> Problem description
Extract each row below that contains the string "hand". The match is case-sensitive.

> Records for this task

⁂

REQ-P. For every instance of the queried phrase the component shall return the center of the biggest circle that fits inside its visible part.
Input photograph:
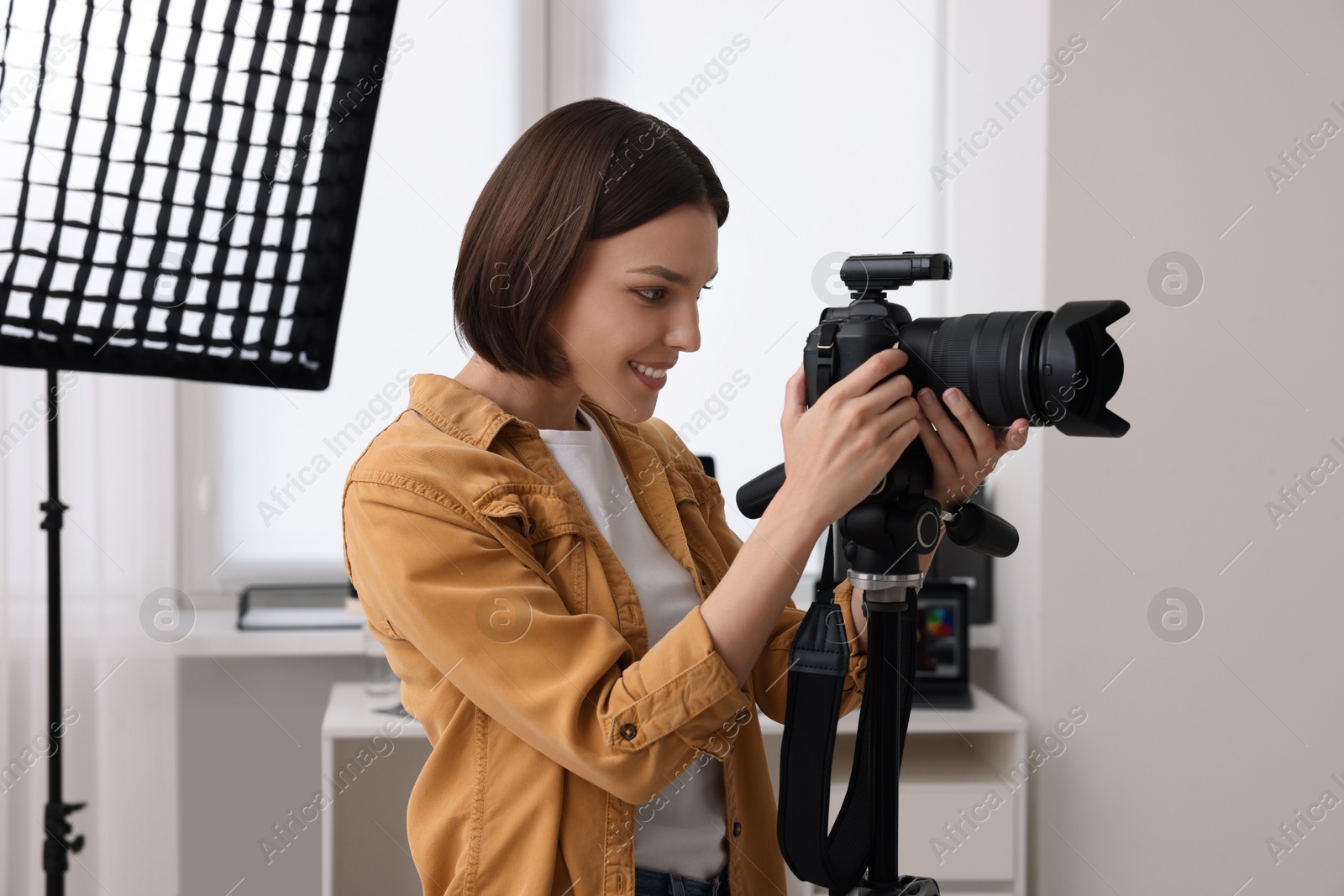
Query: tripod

⁂

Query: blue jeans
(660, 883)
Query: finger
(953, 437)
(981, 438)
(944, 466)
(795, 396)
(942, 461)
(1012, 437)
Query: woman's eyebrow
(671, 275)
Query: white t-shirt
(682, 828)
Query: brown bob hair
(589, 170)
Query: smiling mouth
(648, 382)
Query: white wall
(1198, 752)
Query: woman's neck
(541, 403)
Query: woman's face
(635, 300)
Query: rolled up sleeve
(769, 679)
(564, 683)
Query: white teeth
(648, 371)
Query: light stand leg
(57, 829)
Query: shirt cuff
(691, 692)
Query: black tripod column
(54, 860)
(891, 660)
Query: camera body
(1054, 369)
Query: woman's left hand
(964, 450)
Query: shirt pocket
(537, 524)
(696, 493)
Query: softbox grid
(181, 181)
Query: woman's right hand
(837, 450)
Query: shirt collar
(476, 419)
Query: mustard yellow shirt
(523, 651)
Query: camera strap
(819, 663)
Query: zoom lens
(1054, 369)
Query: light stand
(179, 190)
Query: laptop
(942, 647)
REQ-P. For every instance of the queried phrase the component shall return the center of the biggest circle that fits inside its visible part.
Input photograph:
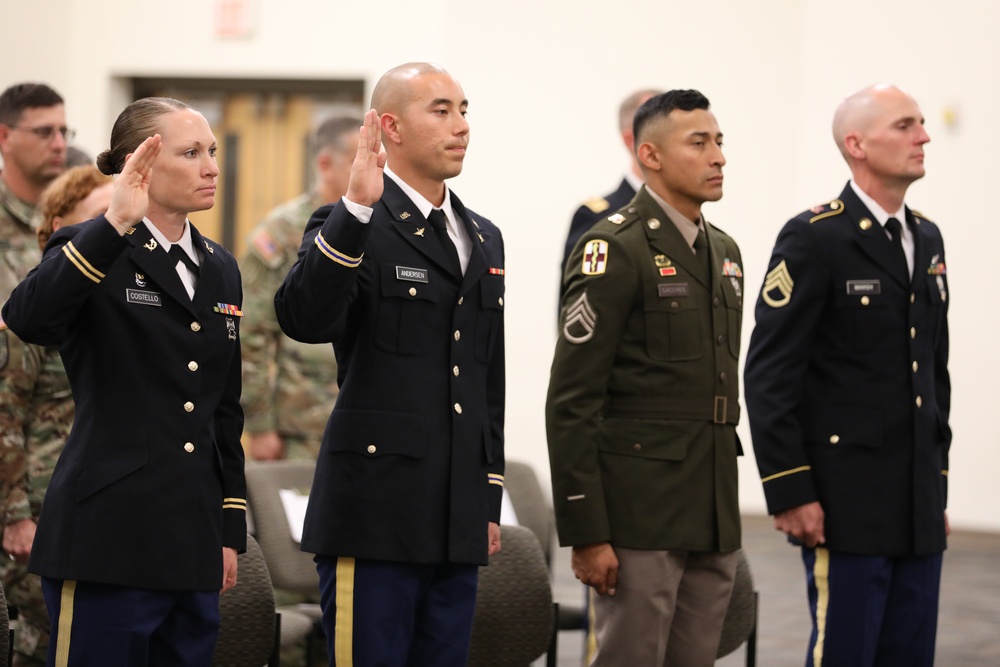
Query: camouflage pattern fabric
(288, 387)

⁂

> Result for this task
Query: woman's left hand
Query: woman's right hand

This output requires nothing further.